Use container-based authentication or a webapp filter
Very simple – the webapp needs to know who its users are. It doesn’t need to know how the details about how they are authenticated. The solution is to pull entirely authentication outside of the application. Let the container do it, or a webapp filter, or even an application on a separate system (e.g., SiteMinder).
There’s no need for the application to have access to the authentication information so even if you handle authentication within your application you should keep that data in a separate schema.
The authority information, that is, what they can do, is a little more complex. If it’s simple role-based authorizations you can pass it in at the same time you provide the authentication information. There’s no need for the application to see these tables either.
Access Control Lists
Access Control Lists (ACLs) are a different matter. There are too many to pass in via the container so they have to be loaded dynamically. Fortunately we can use a hybrid model where we create a canonical ACL on demand from the user’s roles and only keep exceptions in the database.
Authentication (authn)/Authorization (authz) tables
There should usually be audit triggers (on INSERT and UPDATE at a minimum) on the tables in the security schema.
Use a separate schema or in-memory database for session information
One common design is to keep little more than the user id in the container-managed session and to load additional information via a filter. This requires an additional database hit but is much more scalable than using heavy sessions.
This information is neither fish nor fowl. It’s not container-managed but it’s not content either. Unlike user credentials and content it’s ephemeral since it only lasts as long as the session. Finally it’s something of high value to an attacker seeking privilege escalation so it must be well-protected.

****

◆ **WRITTEN TASK 1**: According to the text on webapp security, what kind of triggers should the tables in the security schema usually have, and on which operations at a minimum?
◆ **WRITTEN TASK 2**: From the webapp security text, extract the stretch from "This information is" through "must be well-protected.".
◆ **WRITTEN TASK 3**: The webapp security text names several places outside the application that can handle authentication. List all of them.
The items after the text have no connection to it.

****

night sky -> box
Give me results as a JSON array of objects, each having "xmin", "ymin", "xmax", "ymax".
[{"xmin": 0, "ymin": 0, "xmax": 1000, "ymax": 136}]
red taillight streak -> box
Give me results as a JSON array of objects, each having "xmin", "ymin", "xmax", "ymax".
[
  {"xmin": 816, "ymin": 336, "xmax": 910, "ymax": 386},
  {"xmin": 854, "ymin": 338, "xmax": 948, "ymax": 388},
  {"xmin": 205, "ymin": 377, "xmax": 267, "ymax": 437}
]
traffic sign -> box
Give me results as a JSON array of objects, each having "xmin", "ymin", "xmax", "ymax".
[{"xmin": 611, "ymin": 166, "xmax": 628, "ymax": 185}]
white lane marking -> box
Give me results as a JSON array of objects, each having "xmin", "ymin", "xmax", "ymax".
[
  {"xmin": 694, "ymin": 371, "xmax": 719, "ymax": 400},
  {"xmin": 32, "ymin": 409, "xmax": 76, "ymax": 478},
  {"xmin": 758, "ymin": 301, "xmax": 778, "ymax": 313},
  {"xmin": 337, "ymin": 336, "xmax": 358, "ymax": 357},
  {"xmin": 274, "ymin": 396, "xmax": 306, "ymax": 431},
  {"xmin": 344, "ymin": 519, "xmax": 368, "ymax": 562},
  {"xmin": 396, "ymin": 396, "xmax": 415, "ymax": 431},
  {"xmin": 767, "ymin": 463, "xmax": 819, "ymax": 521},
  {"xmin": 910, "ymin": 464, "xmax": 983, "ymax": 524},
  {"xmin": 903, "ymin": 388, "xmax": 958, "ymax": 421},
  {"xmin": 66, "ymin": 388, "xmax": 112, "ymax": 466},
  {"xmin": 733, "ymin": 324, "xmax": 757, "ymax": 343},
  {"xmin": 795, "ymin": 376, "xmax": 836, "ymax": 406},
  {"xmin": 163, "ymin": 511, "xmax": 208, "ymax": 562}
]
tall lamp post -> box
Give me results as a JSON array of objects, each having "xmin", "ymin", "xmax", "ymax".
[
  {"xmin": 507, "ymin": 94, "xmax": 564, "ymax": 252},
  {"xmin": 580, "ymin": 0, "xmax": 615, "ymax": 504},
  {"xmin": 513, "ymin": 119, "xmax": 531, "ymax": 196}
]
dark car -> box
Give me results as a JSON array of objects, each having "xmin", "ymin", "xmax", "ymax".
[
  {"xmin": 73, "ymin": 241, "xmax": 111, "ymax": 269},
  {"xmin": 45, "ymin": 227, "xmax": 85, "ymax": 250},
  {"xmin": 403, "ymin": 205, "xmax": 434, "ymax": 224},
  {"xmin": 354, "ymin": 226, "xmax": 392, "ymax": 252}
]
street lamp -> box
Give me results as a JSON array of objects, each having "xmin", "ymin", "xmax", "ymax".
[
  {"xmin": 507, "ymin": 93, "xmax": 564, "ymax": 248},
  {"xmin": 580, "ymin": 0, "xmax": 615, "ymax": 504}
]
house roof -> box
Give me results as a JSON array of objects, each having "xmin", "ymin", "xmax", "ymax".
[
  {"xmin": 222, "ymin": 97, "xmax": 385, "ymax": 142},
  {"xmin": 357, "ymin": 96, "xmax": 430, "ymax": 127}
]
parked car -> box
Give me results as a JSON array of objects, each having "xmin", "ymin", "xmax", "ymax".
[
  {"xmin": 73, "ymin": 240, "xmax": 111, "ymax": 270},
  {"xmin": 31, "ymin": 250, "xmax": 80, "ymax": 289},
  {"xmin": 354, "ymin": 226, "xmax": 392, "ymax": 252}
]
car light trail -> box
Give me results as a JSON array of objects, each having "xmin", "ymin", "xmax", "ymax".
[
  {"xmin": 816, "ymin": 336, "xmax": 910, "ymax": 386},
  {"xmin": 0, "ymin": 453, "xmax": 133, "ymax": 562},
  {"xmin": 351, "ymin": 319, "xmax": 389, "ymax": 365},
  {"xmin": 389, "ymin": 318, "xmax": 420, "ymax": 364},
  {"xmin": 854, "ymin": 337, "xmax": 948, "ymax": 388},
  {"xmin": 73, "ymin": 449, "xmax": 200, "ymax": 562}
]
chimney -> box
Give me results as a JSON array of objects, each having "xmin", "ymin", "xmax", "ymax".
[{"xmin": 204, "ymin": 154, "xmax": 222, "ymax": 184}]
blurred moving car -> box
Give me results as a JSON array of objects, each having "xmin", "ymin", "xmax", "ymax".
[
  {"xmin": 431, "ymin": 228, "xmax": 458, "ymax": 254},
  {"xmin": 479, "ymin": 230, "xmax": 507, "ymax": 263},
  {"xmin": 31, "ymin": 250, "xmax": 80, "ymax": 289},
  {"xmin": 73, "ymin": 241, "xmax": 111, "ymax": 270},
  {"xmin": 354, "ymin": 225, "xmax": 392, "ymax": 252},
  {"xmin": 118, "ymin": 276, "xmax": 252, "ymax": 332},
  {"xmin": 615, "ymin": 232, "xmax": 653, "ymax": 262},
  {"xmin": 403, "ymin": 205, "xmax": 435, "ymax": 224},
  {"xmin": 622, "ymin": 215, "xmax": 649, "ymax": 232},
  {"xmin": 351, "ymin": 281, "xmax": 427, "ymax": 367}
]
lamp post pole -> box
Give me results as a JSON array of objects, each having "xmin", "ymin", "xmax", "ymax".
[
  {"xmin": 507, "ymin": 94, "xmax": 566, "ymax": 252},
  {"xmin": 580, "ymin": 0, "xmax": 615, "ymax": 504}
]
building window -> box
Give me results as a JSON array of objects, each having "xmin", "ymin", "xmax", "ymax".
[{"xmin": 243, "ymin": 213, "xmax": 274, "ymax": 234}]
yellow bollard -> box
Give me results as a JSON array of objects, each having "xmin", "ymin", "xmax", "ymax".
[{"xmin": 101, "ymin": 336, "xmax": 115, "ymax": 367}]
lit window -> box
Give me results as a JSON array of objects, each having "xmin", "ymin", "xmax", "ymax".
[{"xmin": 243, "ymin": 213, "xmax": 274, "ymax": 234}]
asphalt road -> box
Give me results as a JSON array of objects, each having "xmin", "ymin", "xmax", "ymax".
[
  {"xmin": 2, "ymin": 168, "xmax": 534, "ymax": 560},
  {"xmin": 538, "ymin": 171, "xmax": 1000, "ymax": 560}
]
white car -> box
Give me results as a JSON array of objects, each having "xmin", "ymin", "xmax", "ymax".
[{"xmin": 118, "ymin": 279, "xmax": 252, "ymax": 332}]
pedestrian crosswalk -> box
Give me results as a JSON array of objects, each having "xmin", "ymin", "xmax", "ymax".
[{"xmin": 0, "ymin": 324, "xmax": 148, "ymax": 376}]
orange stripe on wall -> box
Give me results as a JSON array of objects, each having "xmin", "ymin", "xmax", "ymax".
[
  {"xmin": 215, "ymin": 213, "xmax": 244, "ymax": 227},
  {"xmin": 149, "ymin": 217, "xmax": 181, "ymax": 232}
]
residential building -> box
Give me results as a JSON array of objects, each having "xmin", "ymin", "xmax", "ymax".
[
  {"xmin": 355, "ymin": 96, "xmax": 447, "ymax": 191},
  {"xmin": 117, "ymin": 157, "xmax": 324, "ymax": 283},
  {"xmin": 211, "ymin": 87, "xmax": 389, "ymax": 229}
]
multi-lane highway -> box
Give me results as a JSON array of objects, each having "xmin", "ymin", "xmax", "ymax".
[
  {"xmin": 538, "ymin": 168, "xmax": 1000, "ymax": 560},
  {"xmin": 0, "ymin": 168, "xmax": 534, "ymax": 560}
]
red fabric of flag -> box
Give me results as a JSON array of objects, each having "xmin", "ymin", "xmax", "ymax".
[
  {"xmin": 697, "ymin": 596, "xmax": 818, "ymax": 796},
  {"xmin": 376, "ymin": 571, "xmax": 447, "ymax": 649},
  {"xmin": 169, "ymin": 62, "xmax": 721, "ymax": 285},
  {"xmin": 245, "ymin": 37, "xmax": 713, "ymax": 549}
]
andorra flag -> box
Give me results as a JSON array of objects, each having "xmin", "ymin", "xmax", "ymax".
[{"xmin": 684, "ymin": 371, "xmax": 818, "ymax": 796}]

****

◆ **WORKED SOLUTION 1**: Audit triggers, on INSERT and UPDATE at a minimum.

◆ **WORKED SOLUTION 2**:
This information is neither fish nor fowl. It’s not container-managed but it’s not content either. Unlike user credentials and content it’s ephemeral since it only lasts as long as the session. Finally it’s something of high value to an attacker seeking privilege escalation so it must be well-protected.

◆ **WORKED SOLUTION 3**:
- The container
- A webapp filter
- An application on a separate system (e.g., SiteMinder)